── Testo di partenza ──

Black hat: non siamo razzisti, siamo hacker

Black hat: non siamo razzisti, siamo hacker

Nel mezzo di una nota conferenza sulla sicurezza informatica esplode il tema del razzismo: il nome Black Hat andrebbe cambiato per annullare i bias?
Black hat: non siamo razzisti, siamo hacker
Nel mezzo di una nota conferenza sulla sicurezza informatica esplode il tema del razzismo: il nome Black Hat andrebbe cambiato per annullare i bias?

David Kleidermacher, VP of Engineering di Google ha lanciato alla conferenza Black hat  2020 una provocazione che sta a metà tra la grande visione e la boutade di chi la fa fuori dal vaso. La percezione collettiva va però nella seconda direzione, il che porta Kleidermacher ad essere contestato da gran parte dei partecipanti alla nota conferenza sul mondo della sicurezza informatica.

Black hat: razzismo o vecchio west?

La richiesta è stata infatti quella di smetterla di distinguere i “black hat” dai “white hat”, così come si distinguono i buoni dai cattivi, perché nel rispetto del movimento Black Lives Matter occorrerebbe affossare ogni distinzione tra bianchi e neri che possa contenere un qualche preconcetto. La richiesta era relativa ad una accezione generale di “black hat” nel mondo della sicurezza, cosa che in molti hanno però conto anche come una (effettivamente implicita) richiesta alla conferenza “Black hat” di cambiare il proprio nome. Dato il contesto di forte sensibilità sul tema negli USA, data l’importanza del personaggio e data la platea a cui è stato espresso il tutto, è come aver improvvisamente fatto divampare il tema del razzismo nel mezzo di una conferenza sulla sicurezza informatica. Con reazioni molto accese, peraltro.

───
── Informazioni estratte ──

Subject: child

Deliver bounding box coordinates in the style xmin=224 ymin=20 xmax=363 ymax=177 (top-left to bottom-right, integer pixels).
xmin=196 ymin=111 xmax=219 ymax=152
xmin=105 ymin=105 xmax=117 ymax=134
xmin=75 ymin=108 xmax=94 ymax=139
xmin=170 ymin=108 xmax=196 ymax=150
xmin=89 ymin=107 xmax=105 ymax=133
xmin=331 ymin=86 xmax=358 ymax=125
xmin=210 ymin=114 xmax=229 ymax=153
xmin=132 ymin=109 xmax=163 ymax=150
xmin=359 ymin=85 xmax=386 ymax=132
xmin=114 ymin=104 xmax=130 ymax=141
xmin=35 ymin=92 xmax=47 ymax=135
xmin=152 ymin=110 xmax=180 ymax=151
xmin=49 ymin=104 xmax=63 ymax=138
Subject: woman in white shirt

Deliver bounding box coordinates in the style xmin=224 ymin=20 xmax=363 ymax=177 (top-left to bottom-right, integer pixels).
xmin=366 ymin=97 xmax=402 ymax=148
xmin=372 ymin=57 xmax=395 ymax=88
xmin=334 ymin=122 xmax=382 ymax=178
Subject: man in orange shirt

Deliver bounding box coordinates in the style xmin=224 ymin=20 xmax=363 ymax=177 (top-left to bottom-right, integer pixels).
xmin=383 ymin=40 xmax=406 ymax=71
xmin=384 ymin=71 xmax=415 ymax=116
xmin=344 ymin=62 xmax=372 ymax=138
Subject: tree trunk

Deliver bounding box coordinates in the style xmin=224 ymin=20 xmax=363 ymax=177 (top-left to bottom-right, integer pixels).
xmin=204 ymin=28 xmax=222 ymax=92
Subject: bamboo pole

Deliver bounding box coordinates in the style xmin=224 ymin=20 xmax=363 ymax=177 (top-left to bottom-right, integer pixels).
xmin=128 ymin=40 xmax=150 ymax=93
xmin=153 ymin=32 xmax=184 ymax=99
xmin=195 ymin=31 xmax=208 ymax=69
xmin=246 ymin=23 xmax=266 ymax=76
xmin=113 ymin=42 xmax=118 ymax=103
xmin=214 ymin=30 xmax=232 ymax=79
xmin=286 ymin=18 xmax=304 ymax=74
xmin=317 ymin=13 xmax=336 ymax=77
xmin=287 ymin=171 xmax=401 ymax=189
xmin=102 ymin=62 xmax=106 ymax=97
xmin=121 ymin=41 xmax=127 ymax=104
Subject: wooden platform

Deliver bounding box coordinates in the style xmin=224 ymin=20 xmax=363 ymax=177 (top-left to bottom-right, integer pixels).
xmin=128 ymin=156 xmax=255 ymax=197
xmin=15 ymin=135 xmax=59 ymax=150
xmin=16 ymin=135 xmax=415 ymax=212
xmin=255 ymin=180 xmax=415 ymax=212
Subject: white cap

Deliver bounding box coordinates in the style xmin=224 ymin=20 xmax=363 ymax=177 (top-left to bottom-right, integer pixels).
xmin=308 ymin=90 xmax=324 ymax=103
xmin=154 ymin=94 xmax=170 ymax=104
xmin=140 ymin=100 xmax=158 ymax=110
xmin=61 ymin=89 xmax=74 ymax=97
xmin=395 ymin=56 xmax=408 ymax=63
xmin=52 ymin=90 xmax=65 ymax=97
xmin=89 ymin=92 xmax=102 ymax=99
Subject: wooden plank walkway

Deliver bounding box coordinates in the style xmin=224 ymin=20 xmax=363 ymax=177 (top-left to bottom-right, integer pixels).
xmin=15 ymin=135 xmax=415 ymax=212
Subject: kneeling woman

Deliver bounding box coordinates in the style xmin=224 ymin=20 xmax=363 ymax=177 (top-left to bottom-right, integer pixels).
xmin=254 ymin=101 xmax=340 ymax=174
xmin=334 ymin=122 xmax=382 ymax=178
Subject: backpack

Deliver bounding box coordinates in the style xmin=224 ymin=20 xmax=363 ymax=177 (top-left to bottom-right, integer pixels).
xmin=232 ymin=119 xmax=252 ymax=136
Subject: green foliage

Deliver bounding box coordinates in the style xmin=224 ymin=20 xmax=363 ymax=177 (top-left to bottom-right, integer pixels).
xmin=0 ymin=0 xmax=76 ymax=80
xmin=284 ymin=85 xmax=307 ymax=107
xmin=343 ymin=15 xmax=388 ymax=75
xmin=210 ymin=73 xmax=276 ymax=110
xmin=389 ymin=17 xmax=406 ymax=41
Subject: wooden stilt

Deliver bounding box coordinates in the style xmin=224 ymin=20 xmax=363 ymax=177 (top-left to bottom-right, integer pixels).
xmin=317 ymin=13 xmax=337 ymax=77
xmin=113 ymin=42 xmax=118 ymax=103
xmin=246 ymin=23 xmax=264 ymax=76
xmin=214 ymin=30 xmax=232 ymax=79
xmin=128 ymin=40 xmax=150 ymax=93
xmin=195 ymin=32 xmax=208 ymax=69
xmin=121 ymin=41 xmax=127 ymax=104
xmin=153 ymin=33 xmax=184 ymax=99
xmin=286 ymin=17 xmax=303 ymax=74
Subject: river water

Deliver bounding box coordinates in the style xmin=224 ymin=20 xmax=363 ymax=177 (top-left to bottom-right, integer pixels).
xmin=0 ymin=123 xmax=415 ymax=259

───

Obiettivi:
a) Riproduci fedelmente il passo dell'articolo sulla conferenza Black Hat da "David Kleidermacher, VP" a "della sicurezza informatica.".
b) Completa l'articolo sulla conferenza Black Hat scrivendone il seguito dopo l'ultima frase riportata.

Le risposte:
a)
David Kleidermacher, VP of Engineering di Google ha lanciato alla conferenza Black hat  2020 una provocazione che sta a metà tra la grande visione e la boutade di chi la fa fuori dal vaso. La percezione collettiva va però nella seconda direzione, il che porta Kleidermacher ad essere contestato da gran parte dei partecipanti alla nota conferenza sul mondo della sicurezza informatica.

b)
Una parte – minoritaria – dei partecipanti avrebbe letto nelle parole di Kleidermacher la volontà di prendere sul serio la battaglia contro i bias razziali, assumendo un impegno formale per inseguire realmente alti obiettivi. La maggioranza relativa, invece, si è scagliato contro questa presa di posizione intravedendovi una sorta di ipocrisia di fondo. “Black hat”, infatti, non avrebbe nulla a che vedere con questioni di razza. Il nero, in questo caso, viene motivato in vari modi, ma nessuno di questi ha a che fare con il colore della pelle o con un giudizio di merito legato a differenze di colore. Il “black hat” è il colore di chi si nasconde nell’oscurità, dice qualcuno; il “black hat” è il colore che distingue il cappello dei cattivi nei film western rispetto al cappello bianco indossato dai buoni. In ogni caso l’idea è chiara: bianco e nero in questo caso sono i colori di un cappello e null’altro. Nessuna, neppur lontana, accezione al colore della pelle.

Alla luce delle polemiche, Kleidermacher rilancia:

Come a dire: la richiesta non era una accusa, ma una sorta di invito ad un impegno collettivo per l’inclusione e l’annullamento di ogni distinzione (anche di genere), così come ha già fatto Google annullando i termini “master” e “slave” (risalenti all’epoca dello schiavismo). Se si perpetua l’idea per cui il nero rappresenta il male e il bianco rappresenta il bene, non si sta operando in fede agli obiettivi che occorrerebbe porsi.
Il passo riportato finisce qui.